● Given information
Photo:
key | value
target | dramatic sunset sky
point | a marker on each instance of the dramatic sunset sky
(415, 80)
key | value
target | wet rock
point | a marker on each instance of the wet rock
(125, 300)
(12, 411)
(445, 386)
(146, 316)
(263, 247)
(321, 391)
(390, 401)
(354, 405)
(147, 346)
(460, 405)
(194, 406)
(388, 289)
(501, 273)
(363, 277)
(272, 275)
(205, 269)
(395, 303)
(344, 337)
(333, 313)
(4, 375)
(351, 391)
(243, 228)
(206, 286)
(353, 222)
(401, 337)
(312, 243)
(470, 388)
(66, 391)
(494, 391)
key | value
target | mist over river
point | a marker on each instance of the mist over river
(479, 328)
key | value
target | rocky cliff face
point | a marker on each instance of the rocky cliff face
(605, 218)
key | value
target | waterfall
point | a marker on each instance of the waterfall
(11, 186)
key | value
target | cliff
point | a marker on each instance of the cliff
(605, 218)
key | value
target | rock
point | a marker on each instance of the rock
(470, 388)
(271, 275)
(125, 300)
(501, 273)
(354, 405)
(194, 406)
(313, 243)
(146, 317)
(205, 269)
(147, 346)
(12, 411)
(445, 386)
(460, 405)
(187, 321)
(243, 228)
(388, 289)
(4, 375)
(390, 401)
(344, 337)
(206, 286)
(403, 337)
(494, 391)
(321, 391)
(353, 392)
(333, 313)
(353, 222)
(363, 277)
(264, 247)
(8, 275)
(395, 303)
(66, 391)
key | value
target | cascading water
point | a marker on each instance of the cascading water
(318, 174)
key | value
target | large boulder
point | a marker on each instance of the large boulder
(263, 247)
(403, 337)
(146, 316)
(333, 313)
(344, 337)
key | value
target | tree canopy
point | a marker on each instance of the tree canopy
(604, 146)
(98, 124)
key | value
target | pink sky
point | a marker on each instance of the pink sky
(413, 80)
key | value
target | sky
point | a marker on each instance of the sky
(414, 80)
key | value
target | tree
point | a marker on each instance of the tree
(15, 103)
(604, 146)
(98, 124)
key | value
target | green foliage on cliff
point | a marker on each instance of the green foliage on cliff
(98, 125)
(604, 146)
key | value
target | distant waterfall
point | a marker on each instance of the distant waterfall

● Problem requirements
Restate all of the entries exactly, please.

● Finished answer
Photo:
key | value
target | dramatic sunset sky
point | a marker on each instance of the dramatic sunset sky
(415, 80)
key | value
target | wet rock
point | a marker on each instance of the wet rock
(125, 300)
(12, 411)
(445, 386)
(146, 316)
(263, 247)
(321, 391)
(390, 401)
(354, 405)
(147, 346)
(460, 405)
(194, 406)
(388, 289)
(501, 273)
(363, 277)
(272, 275)
(205, 269)
(395, 303)
(344, 337)
(333, 313)
(4, 375)
(351, 391)
(243, 228)
(206, 286)
(353, 222)
(401, 337)
(312, 243)
(470, 388)
(66, 391)
(494, 391)
key | value
target | mist over river
point | a marker on each instance of the mist over river
(479, 328)
key | value
target | rocky cliff face
point | a marker on each instance of the rocky cliff face
(605, 218)
key | value
target | waterfall
point | a marker on each instance of the waterfall
(11, 186)
key | value
target | cliff
point | a marker on each instance of the cliff
(605, 218)
key | value
target | rock
point | a marker on each instance of the rock
(470, 388)
(271, 275)
(125, 300)
(501, 273)
(354, 405)
(194, 406)
(313, 243)
(146, 317)
(205, 269)
(147, 346)
(12, 411)
(445, 386)
(460, 405)
(187, 321)
(243, 228)
(388, 289)
(4, 375)
(390, 401)
(344, 337)
(206, 286)
(403, 337)
(494, 391)
(321, 391)
(353, 392)
(333, 313)
(353, 222)
(363, 277)
(264, 247)
(8, 275)
(395, 303)
(66, 391)
key | value
target | cascading water
point | a marker on each instance of the cascading water
(318, 174)
key | value
target | large boulder
point | a marker on each instance of the large boulder
(263, 247)
(403, 337)
(146, 316)
(333, 313)
(344, 337)
key | value
target | tree canopy
point | a marker on each instance of the tree canopy
(604, 146)
(98, 124)
key | value
target | pink sky
point | a marker on each instance of the pink sky
(413, 80)
key | value
target | sky
point | a marker on each instance of the sky
(414, 80)
key | value
target | tree
point | a marker on each instance of the tree
(15, 103)
(604, 146)
(98, 124)
key | value
target | green foliage on cliff
point | a marker on each instance of the green foliage on cliff
(98, 125)
(604, 146)
key | value
target | distant waterfall
point | a marker on each instance of the distant waterfall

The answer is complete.